** Opening Records for the task block **

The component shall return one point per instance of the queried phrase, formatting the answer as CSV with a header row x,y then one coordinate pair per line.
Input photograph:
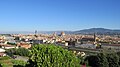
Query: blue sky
x,y
50,15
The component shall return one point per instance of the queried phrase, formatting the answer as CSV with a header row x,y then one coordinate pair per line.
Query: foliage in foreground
x,y
52,56
104,59
19,51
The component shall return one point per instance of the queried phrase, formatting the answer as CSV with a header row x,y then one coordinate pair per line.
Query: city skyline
x,y
53,15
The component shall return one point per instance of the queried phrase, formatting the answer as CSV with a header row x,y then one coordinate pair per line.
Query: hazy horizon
x,y
57,15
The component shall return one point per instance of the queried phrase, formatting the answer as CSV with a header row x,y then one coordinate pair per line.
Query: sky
x,y
56,15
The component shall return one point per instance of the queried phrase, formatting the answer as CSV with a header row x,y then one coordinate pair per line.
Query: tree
x,y
98,60
52,56
19,51
19,63
113,60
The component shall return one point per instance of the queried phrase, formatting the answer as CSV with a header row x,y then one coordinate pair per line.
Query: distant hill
x,y
98,31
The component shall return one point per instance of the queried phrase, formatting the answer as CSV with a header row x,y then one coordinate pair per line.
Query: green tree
x,y
19,51
52,56
18,63
113,60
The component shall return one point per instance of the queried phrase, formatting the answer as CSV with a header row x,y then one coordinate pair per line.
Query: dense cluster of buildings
x,y
8,41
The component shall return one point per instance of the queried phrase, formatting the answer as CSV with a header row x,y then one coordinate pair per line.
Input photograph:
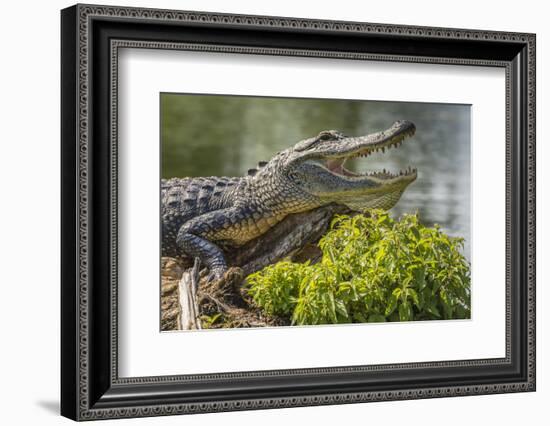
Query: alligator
x,y
203,215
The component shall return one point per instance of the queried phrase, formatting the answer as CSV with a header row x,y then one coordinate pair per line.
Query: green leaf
x,y
405,312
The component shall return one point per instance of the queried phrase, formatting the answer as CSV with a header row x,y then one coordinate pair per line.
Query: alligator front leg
x,y
195,238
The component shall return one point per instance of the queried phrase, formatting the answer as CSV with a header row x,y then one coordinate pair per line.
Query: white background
x,y
140,343
29,168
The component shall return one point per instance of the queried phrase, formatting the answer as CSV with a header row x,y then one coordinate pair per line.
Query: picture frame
x,y
91,37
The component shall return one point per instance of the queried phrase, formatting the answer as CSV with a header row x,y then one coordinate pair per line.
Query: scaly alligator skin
x,y
201,215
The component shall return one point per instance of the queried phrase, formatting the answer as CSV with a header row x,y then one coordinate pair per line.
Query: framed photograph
x,y
263,212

** Closing Records for the task block **

**Work instructions**
Omit the pictures, then output every record exactly as given.

**Exercise response**
The component shall return one point per instance of the queried phrase, formatting the answer as CSV with a header row x,y then one coordinate pair per line.
Input photograph:
Query: blue sky
x,y
50,15
The component shall return one point per instance of the queried phrase, formatting the answer as CSV with a header row x,y then one coordinate pair per line.
Query: foliage in foreground
x,y
52,56
104,59
19,51
The component shall return one point per instance of the queried phrase, formatting the answer as CSV with a header row x,y then one coordinate pair per line.
Query: city skyline
x,y
53,15
The component shall return one point per instance of the queried phrase, formatting the answer as CSV with a header row x,y then one coordinate pair per line.
Query: hazy horizon
x,y
57,15
The component shall return one point per instance of the queried phrase, formatting the answer as CSV with a header row x,y then one coordinate pair per line.
Query: sky
x,y
56,15
The component shall return one point per instance of the queried phrase, formatting the answer as CSV with a header row x,y then one coordinate pair per line.
Query: tree
x,y
98,60
52,56
19,51
19,63
113,60
The component shall return one point per instance of the queried phrase, formatting the answer as CSV with a header row x,y then one coordinate pair per line.
Query: distant hill
x,y
98,31
The component shall return one point per instance of the queried phrase, formatting the answer as CSV with a header row x,y then one coordinate pair per line.
Query: green tree
x,y
19,51
52,56
18,63
113,60
The component shall return one point per instance of the queried phrase, formatting the answer as CSV with a header row x,y then one coordinate pair per line.
Query: dense cluster of buildings
x,y
8,41
The component shall return one point per instance of the queried phrase, formatting the answer as CSV with a header row x,y then one coordinate pair per line.
Input photograph:
Query: alligator
x,y
203,215
The component shall return one point per instance of the queried phrase, formatting the answer as CSV with a header row x,y then one coordinate pair per line.
Query: green leaf
x,y
405,312
The component shall return one point per instance of the queried phrase, formatting the answer as CSV with a header row x,y then one coordinate pair per line.
Query: alligator front leg
x,y
195,238
The component shall return one point per instance of the queried phrase, formatting the answer as CSV with a header row x,y then one coordinate pair per line.
Query: white background
x,y
140,343
29,168
The component shall return one point per instance of the queried phrase, formatting the answer as CSV with a header row x,y then one coordinate pair per line.
Query: picture frame
x,y
91,37
The component shall return one point per instance of the queried phrase, formatting the answer as CSV with a header row x,y then one coordinate pair per line.
Query: scaly alligator skin
x,y
201,215
The component shall return one point per instance of the queried phrase, formatting the answer as CSV with a header row x,y then one coordinate pair per line.
Query: framed photograph
x,y
263,212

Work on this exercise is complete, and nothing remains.